◆ **Goal of the exercise**:
Starting at the line that contains "Reviewer note: make sure each instance of the trailer", restate each line word for word through the final line of the data, keeping both ends.

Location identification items

— start —

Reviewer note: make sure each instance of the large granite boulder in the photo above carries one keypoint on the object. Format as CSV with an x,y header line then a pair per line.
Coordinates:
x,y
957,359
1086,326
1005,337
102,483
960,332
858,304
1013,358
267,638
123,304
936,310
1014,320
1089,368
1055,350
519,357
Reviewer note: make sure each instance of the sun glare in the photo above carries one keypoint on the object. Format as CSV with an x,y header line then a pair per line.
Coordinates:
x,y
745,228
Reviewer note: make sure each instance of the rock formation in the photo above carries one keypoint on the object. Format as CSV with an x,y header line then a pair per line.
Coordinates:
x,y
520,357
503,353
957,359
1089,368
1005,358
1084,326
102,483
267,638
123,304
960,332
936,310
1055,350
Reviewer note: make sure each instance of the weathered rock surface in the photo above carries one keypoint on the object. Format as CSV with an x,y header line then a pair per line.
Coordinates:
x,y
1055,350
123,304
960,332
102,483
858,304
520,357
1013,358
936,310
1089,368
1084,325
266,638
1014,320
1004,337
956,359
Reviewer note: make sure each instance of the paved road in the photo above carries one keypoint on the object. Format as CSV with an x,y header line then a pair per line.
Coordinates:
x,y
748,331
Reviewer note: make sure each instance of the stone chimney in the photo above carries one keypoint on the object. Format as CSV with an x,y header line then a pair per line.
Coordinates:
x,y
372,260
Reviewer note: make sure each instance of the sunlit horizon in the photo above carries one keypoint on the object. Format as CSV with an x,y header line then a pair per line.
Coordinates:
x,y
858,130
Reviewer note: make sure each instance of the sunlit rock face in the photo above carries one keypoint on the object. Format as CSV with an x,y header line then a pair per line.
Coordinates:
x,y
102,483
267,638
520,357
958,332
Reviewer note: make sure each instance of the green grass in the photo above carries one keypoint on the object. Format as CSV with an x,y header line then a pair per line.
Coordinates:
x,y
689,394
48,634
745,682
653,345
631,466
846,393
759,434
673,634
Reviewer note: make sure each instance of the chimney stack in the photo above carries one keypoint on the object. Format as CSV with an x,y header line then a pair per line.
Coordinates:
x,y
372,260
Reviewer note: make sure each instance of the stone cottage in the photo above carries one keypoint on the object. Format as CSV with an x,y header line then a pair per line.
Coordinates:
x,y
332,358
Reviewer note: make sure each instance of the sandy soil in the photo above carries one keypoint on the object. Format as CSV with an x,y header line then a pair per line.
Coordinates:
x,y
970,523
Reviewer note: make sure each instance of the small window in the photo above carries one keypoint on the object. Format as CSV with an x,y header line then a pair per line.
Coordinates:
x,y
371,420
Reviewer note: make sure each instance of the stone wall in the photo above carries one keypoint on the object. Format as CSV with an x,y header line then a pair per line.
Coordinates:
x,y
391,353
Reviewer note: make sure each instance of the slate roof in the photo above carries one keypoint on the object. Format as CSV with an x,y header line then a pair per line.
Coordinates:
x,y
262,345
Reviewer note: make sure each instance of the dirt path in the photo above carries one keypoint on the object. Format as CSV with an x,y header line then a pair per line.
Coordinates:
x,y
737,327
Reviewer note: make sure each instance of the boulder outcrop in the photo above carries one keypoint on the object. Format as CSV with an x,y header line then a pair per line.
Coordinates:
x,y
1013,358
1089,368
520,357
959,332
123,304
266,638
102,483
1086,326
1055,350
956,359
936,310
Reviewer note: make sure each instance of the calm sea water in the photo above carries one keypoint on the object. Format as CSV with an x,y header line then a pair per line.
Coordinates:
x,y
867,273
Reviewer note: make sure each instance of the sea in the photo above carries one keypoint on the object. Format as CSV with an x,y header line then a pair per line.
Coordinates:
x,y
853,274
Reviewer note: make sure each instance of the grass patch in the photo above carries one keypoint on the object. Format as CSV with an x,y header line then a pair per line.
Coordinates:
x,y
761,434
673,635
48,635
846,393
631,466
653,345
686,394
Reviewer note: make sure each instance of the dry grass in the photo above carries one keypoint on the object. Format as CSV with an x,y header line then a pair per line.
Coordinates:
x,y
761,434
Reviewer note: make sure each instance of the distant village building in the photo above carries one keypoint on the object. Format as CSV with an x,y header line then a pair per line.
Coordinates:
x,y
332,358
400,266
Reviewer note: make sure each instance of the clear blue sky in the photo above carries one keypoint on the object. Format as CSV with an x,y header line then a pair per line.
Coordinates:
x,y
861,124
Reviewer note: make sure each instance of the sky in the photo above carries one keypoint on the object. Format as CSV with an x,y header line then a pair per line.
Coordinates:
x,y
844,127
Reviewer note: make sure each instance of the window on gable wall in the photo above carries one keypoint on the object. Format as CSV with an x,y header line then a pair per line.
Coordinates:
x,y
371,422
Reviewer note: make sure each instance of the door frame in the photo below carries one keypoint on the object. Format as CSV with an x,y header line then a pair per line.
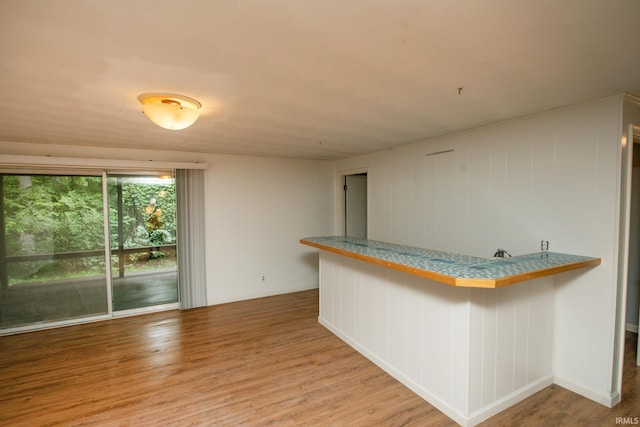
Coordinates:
x,y
340,196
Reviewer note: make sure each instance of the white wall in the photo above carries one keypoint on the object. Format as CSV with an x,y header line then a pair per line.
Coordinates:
x,y
257,210
553,176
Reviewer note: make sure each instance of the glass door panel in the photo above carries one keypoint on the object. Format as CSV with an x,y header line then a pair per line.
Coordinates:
x,y
52,256
142,229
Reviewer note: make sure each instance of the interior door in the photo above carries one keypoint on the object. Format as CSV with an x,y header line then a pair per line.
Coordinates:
x,y
356,205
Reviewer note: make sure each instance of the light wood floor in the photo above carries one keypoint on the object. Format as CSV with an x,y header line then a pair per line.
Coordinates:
x,y
258,362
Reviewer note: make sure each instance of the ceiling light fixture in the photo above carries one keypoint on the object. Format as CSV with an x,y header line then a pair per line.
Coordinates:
x,y
170,111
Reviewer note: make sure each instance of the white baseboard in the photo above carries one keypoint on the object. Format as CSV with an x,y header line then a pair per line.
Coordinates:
x,y
254,295
509,400
603,399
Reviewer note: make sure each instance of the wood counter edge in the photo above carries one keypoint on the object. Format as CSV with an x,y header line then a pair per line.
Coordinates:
x,y
460,282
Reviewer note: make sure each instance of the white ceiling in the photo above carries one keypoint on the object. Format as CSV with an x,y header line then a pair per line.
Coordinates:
x,y
323,79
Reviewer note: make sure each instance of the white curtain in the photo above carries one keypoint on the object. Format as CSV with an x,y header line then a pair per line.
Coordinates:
x,y
190,236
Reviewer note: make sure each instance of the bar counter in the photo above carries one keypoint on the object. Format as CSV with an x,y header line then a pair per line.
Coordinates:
x,y
453,269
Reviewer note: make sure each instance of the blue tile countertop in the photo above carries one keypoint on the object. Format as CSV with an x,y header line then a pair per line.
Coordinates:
x,y
453,269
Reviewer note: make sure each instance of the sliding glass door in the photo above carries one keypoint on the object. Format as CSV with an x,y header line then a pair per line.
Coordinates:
x,y
55,267
52,252
142,229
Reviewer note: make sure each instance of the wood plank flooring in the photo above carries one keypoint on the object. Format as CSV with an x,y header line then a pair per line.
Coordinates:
x,y
260,362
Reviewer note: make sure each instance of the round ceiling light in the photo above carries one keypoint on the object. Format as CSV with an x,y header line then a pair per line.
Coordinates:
x,y
170,111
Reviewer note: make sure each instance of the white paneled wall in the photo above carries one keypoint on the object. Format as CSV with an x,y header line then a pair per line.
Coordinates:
x,y
469,352
553,176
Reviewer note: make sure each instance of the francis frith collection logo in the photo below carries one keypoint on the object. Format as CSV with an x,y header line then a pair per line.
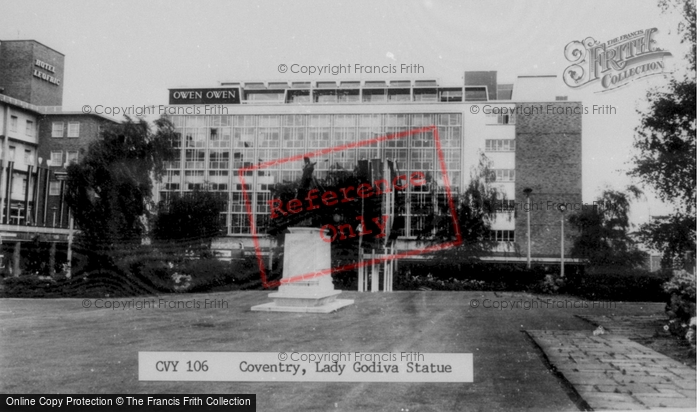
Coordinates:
x,y
614,63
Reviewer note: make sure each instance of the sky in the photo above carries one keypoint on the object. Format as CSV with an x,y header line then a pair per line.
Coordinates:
x,y
129,53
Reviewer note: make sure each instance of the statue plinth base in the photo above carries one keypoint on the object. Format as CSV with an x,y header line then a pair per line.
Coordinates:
x,y
305,253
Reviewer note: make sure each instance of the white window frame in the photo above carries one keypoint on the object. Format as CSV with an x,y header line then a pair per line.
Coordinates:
x,y
57,129
54,154
74,154
55,188
29,131
73,129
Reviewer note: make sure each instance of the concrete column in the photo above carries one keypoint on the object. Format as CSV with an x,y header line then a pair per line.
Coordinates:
x,y
15,259
52,259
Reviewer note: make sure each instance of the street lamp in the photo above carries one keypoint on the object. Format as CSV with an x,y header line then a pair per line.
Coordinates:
x,y
527,192
562,209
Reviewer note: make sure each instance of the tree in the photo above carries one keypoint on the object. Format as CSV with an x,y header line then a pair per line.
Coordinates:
x,y
186,224
475,208
110,188
666,146
604,239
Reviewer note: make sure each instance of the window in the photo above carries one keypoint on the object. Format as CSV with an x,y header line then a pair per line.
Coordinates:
x,y
55,188
504,205
500,145
506,119
72,156
57,129
56,158
502,235
503,175
73,129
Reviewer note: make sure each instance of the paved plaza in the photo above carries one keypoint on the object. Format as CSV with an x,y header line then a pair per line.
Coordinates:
x,y
543,359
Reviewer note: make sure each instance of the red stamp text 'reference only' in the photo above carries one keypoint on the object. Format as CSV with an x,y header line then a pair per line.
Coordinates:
x,y
369,262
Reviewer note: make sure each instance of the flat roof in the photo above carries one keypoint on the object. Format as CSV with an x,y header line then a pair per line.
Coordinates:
x,y
28,40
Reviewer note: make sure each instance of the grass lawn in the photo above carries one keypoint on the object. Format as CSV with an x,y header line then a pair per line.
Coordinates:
x,y
56,346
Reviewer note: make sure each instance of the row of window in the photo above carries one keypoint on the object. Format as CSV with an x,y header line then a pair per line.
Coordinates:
x,y
502,235
58,129
29,126
57,157
500,145
503,175
321,120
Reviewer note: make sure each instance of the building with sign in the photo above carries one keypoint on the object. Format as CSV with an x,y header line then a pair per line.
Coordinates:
x,y
38,138
531,136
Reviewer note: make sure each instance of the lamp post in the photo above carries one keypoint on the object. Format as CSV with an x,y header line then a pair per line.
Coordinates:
x,y
562,209
527,192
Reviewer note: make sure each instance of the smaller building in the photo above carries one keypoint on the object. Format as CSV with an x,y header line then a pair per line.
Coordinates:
x,y
38,139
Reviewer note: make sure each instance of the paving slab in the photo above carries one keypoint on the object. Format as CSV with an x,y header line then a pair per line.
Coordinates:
x,y
611,372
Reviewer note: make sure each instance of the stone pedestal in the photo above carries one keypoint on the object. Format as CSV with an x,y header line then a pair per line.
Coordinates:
x,y
305,253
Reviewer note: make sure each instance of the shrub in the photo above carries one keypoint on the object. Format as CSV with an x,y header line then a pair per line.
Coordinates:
x,y
681,307
620,285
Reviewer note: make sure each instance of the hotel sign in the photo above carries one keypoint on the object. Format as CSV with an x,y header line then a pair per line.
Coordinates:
x,y
205,96
46,76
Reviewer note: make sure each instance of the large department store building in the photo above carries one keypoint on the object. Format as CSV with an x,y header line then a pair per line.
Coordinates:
x,y
531,136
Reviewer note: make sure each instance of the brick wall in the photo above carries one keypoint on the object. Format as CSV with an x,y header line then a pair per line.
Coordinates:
x,y
17,66
548,161
89,131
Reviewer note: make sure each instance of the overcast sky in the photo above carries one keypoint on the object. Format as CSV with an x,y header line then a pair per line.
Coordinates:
x,y
124,53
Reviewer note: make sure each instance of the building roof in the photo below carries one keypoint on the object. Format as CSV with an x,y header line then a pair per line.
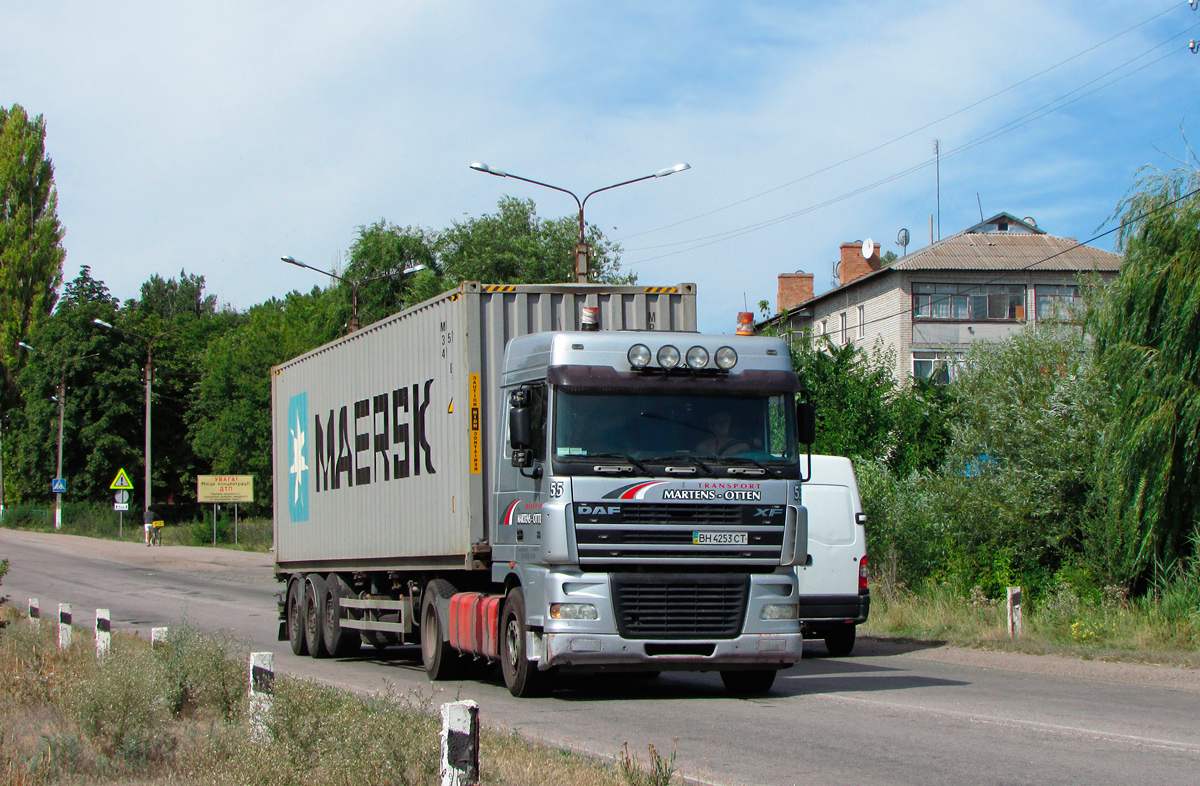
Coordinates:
x,y
1000,251
987,247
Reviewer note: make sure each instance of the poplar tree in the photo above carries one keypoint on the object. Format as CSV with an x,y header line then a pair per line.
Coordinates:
x,y
30,234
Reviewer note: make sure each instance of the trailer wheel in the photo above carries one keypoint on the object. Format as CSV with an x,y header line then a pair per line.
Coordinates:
x,y
748,683
340,642
441,660
840,641
294,617
521,676
315,615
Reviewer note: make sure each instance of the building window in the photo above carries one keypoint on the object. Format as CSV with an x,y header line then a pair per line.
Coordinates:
x,y
1059,301
939,366
975,303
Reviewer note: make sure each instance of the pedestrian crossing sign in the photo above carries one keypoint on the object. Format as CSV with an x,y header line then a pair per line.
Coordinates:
x,y
121,483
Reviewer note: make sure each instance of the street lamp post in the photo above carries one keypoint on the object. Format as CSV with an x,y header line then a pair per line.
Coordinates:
x,y
582,251
60,399
147,516
354,285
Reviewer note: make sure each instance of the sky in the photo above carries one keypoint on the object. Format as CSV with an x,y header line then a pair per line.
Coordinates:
x,y
217,137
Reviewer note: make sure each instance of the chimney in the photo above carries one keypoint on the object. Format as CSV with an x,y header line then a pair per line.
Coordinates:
x,y
793,289
852,264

— end —

◆ **Result of this exercise**:
Reviewer note: make sure each instance of the trailer wheel in the photo above carries one keypoint on the object. Format as CSV with an x,y header line then a pair per line.
Coordinates:
x,y
748,683
340,642
441,660
840,641
294,617
521,676
315,615
Reviewer note: make sure each instance of the building window in the photo above carries one keypoint on the object. Format as CSV with an x,y header line then a pair per line.
Coordinates:
x,y
1059,301
939,366
975,303
Reviewer note: make sure each instance of the pedestrian crossing sign in the photo above carries one keypoint on the object. Format as CSV with an x,y header line then a pair per line.
Coordinates:
x,y
121,483
Reviewer note: make sure each instance of the street lamp post in the photo above carries one keypoint on the object. Format as CSV with an x,y header line then a pair per line.
Coordinates:
x,y
582,251
60,399
147,516
354,285
Reviewer note: make sure each instance of the sky in the photo above carries one keypoint on the object. Format as CSV with an x,y header line then a pair per line.
Coordinates:
x,y
217,137
Reviewer note: make sure each instance of the chimney in the photo above carries one keypoint on the object. Format as CSV with an x,y header line then a pair per line.
Coordinates:
x,y
793,289
852,264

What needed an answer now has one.